_Aim of the task:_ All of the records below should be output exactly.
++++++
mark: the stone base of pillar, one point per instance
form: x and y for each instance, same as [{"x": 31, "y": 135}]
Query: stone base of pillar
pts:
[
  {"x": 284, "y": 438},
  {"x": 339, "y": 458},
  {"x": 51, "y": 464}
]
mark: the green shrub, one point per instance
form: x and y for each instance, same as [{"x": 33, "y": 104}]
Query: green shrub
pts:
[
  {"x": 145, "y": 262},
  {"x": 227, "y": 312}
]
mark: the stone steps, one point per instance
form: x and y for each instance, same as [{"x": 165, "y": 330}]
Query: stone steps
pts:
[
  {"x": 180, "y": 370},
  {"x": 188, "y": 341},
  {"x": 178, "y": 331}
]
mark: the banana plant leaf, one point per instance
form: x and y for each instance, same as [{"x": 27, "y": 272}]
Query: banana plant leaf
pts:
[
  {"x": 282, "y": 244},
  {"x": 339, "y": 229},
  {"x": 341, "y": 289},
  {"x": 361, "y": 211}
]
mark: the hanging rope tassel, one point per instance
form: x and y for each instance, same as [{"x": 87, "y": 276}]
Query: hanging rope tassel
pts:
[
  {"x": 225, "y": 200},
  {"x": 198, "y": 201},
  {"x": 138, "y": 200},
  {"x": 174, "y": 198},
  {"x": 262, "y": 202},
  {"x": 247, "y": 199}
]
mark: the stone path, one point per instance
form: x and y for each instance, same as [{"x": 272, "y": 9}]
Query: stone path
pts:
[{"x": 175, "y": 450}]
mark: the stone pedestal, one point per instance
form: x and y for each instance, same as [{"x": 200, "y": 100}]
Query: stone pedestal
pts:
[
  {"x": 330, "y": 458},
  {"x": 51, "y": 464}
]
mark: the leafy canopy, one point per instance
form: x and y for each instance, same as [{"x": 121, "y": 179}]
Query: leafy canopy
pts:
++++++
_Finished exercise:_
mark: the stone base of pillar, one point per instance
form: x and y for each instance, same as [{"x": 31, "y": 135}]
Query: stone base of pillar
pts:
[
  {"x": 284, "y": 438},
  {"x": 339, "y": 458},
  {"x": 51, "y": 464}
]
mark: the green shrub, one point per instance
form: x and y for each instance, same as [{"x": 33, "y": 104}]
Query: green shrub
pts:
[
  {"x": 145, "y": 262},
  {"x": 227, "y": 312}
]
mark: the stone steps, one point per instance
form: x and y for each instance, same as [{"x": 165, "y": 330}]
Query: stone steps
pts:
[
  {"x": 180, "y": 370},
  {"x": 188, "y": 341},
  {"x": 178, "y": 331}
]
mark: the banana plant leaf, one point per instance
form: x and y for each instance, same as [{"x": 27, "y": 272}]
Query: banana plant leaf
pts:
[
  {"x": 282, "y": 244},
  {"x": 339, "y": 229},
  {"x": 341, "y": 289},
  {"x": 361, "y": 211}
]
mark: the hanging rope tassel, one point per instance
form: x and y for each instance, same as [{"x": 87, "y": 276}]
Query: hanging rope tassel
pts:
[
  {"x": 225, "y": 200},
  {"x": 198, "y": 201},
  {"x": 138, "y": 200},
  {"x": 174, "y": 198},
  {"x": 262, "y": 202},
  {"x": 247, "y": 199}
]
mark: the stone path, one point per instance
form: x and y for each instance, same as [{"x": 272, "y": 9}]
Query: stone path
pts:
[{"x": 175, "y": 450}]
mark: the stone pedestal, one point per instance
form: x and y for each instance, same as [{"x": 200, "y": 100}]
Query: stone pedestal
pts:
[
  {"x": 330, "y": 458},
  {"x": 51, "y": 464}
]
mark: the leafy canopy, one point per instance
form: x and y for each instance, same as [{"x": 121, "y": 179}]
Query: leafy canopy
pts:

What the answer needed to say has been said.